◆ **INSTRUCTIONS FOR THE TASK**
Gather every line below that contains the word "eyeglasses", and copy each such line in full.

◆ **DATA LINES**
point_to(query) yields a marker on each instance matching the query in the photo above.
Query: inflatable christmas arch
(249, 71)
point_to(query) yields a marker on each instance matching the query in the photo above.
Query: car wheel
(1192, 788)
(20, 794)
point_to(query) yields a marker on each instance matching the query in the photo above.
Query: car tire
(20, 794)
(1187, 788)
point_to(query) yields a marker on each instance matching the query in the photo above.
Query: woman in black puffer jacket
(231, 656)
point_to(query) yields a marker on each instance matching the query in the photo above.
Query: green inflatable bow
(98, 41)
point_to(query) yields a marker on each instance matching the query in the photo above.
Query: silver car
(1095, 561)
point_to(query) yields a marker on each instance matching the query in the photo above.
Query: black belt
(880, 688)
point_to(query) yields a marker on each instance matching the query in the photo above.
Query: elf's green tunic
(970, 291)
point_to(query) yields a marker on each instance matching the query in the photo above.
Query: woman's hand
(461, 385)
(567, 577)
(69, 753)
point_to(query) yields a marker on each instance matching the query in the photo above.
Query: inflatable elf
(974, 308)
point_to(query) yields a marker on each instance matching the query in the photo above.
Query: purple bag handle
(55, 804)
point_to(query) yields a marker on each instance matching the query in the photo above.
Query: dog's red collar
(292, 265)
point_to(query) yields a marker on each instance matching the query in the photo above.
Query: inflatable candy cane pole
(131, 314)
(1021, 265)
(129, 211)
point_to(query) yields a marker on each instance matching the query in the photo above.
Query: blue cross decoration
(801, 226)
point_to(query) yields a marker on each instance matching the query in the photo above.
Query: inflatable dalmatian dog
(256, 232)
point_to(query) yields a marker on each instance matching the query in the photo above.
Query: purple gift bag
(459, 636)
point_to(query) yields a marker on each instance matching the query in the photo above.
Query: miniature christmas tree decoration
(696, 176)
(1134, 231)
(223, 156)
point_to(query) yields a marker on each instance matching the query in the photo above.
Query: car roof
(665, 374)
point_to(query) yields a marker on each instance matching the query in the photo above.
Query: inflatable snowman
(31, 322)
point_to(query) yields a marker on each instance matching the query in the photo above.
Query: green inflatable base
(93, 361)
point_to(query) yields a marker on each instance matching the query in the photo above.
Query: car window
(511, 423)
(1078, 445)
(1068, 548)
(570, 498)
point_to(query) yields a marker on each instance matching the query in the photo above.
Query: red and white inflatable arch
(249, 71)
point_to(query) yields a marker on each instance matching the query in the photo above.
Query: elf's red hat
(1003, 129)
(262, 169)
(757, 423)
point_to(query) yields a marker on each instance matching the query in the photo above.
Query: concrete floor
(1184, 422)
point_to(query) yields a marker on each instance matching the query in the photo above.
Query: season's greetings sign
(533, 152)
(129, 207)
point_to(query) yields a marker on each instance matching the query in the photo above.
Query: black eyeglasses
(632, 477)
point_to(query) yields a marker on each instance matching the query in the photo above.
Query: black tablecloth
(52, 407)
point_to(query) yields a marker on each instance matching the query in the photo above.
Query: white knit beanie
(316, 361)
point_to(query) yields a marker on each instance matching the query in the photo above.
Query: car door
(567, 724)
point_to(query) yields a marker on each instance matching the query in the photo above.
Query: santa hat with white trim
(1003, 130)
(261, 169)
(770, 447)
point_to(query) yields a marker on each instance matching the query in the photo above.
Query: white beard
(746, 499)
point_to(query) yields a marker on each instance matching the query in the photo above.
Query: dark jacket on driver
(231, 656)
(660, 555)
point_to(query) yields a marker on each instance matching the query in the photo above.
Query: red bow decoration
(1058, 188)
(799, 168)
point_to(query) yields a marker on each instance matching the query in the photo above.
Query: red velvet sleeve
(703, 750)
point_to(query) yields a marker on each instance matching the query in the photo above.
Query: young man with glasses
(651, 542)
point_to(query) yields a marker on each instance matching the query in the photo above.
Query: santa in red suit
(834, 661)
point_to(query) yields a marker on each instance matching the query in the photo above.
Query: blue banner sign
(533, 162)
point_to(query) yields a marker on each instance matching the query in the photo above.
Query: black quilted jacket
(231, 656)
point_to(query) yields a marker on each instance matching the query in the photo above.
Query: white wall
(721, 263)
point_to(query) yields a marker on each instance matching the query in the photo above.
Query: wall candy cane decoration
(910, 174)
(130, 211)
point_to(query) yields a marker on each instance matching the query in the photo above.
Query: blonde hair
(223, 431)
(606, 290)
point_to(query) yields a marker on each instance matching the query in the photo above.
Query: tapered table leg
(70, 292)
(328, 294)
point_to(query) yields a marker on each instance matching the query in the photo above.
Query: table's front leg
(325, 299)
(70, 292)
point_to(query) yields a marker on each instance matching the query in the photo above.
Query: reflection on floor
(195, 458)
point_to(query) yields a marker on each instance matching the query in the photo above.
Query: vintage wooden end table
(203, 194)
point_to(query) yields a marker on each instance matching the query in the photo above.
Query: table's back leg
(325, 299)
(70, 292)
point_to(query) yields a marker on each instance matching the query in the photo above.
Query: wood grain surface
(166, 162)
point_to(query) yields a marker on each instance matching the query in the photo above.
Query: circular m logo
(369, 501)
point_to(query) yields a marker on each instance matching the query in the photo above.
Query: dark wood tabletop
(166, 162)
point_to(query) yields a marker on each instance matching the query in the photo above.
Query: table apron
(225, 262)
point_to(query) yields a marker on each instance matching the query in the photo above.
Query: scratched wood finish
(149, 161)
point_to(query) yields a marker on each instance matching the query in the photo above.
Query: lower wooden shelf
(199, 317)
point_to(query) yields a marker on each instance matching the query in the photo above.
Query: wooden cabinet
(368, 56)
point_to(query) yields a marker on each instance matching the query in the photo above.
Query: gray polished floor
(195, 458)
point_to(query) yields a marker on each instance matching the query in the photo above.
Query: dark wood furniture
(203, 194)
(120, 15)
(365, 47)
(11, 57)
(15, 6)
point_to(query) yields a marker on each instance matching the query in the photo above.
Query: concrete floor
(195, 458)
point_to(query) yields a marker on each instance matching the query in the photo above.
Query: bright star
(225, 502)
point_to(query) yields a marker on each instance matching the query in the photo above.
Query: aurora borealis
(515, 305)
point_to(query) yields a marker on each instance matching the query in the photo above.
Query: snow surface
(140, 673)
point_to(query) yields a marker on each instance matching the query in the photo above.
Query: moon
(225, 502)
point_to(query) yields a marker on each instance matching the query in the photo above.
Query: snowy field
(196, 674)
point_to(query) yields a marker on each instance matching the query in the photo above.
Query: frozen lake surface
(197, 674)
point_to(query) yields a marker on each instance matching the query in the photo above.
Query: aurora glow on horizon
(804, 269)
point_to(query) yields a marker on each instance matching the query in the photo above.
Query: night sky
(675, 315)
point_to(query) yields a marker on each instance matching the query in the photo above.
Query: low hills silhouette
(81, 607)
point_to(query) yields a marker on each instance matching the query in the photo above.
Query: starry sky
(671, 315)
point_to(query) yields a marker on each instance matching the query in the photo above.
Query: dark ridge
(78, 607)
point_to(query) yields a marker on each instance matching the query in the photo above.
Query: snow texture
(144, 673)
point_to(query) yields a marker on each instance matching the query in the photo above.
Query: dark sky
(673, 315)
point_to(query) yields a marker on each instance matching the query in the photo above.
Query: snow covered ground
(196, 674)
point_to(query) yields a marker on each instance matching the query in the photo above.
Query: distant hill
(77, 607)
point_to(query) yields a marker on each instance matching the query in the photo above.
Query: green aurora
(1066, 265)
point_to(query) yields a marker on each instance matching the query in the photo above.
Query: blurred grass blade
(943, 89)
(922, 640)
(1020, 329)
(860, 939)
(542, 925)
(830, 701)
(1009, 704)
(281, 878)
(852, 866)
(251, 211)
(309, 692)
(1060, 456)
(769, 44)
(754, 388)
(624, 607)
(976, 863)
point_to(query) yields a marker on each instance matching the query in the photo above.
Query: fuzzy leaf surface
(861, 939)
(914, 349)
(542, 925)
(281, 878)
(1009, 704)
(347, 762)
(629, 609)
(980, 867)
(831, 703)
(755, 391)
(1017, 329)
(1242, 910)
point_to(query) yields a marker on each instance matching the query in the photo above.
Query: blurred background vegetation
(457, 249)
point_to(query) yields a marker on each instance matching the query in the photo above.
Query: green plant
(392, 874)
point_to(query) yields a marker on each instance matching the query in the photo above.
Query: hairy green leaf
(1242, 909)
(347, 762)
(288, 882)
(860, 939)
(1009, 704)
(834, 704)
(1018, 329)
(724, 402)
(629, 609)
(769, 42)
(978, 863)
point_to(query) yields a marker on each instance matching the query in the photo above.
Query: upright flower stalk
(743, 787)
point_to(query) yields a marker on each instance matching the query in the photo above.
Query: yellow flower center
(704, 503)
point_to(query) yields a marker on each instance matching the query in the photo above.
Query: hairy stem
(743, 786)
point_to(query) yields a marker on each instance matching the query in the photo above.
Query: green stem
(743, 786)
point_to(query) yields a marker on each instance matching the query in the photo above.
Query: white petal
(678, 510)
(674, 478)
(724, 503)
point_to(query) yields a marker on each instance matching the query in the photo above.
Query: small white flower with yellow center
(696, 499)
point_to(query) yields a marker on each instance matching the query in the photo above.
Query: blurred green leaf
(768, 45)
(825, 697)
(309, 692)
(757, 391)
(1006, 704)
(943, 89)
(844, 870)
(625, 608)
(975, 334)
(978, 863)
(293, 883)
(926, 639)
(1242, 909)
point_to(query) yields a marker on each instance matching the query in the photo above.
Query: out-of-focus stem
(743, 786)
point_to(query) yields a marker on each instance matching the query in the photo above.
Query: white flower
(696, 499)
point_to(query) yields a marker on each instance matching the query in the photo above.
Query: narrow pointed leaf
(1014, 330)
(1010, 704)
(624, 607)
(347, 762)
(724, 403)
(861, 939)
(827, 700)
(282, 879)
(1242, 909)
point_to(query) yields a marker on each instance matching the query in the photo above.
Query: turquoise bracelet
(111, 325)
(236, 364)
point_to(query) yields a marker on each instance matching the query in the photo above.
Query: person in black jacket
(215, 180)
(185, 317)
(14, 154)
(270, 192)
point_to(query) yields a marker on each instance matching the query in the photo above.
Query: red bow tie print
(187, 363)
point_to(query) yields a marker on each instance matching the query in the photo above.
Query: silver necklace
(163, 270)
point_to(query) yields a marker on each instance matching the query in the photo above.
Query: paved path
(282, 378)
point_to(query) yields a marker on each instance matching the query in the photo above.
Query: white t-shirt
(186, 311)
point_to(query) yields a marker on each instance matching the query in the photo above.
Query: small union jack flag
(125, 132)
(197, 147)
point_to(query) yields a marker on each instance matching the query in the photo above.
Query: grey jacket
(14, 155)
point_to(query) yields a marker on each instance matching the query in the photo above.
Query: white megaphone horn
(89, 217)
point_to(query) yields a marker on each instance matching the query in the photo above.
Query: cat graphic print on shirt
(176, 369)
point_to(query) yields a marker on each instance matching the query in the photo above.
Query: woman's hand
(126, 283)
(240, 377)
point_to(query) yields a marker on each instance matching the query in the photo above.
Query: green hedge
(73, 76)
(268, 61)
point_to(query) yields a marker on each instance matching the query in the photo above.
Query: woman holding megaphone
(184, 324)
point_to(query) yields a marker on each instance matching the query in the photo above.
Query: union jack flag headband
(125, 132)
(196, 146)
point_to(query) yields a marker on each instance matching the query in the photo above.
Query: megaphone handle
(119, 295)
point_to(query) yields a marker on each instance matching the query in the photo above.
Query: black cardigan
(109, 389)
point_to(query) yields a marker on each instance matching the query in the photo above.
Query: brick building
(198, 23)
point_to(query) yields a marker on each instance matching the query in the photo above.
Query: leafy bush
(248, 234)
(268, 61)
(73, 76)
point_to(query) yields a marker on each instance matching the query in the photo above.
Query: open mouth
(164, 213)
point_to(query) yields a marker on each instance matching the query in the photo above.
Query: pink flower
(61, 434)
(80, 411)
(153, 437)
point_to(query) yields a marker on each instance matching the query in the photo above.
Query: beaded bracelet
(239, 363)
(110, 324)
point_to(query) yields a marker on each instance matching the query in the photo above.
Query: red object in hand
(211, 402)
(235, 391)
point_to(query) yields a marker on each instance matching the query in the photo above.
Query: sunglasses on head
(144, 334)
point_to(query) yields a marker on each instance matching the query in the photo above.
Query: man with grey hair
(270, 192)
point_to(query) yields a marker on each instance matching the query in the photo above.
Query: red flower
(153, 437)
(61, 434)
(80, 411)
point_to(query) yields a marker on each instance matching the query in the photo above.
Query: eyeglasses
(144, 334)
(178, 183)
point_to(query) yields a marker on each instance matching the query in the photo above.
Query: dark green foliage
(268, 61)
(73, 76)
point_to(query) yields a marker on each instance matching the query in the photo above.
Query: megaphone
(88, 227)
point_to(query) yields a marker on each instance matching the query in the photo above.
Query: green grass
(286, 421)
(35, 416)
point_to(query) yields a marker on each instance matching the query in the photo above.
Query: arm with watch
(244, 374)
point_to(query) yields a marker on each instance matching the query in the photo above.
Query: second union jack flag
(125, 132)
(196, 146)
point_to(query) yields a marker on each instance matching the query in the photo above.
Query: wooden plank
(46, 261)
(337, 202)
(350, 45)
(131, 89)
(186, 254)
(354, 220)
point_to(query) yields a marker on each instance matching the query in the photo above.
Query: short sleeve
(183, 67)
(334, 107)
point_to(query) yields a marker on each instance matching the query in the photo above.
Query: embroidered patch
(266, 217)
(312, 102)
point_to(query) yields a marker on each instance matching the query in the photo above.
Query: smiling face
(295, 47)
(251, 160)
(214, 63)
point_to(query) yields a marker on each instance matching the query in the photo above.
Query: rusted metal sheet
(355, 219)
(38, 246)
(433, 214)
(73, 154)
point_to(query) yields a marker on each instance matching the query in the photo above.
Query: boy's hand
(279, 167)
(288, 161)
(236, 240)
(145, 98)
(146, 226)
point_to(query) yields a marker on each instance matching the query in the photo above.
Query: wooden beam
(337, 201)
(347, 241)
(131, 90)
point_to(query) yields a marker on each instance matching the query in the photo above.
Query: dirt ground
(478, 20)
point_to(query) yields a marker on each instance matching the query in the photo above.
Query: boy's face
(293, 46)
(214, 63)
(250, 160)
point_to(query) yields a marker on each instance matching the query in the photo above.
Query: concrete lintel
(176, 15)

◆ **ANSWER TO THE PROBLEM**
Query: black eyeglasses
Query: eyeglasses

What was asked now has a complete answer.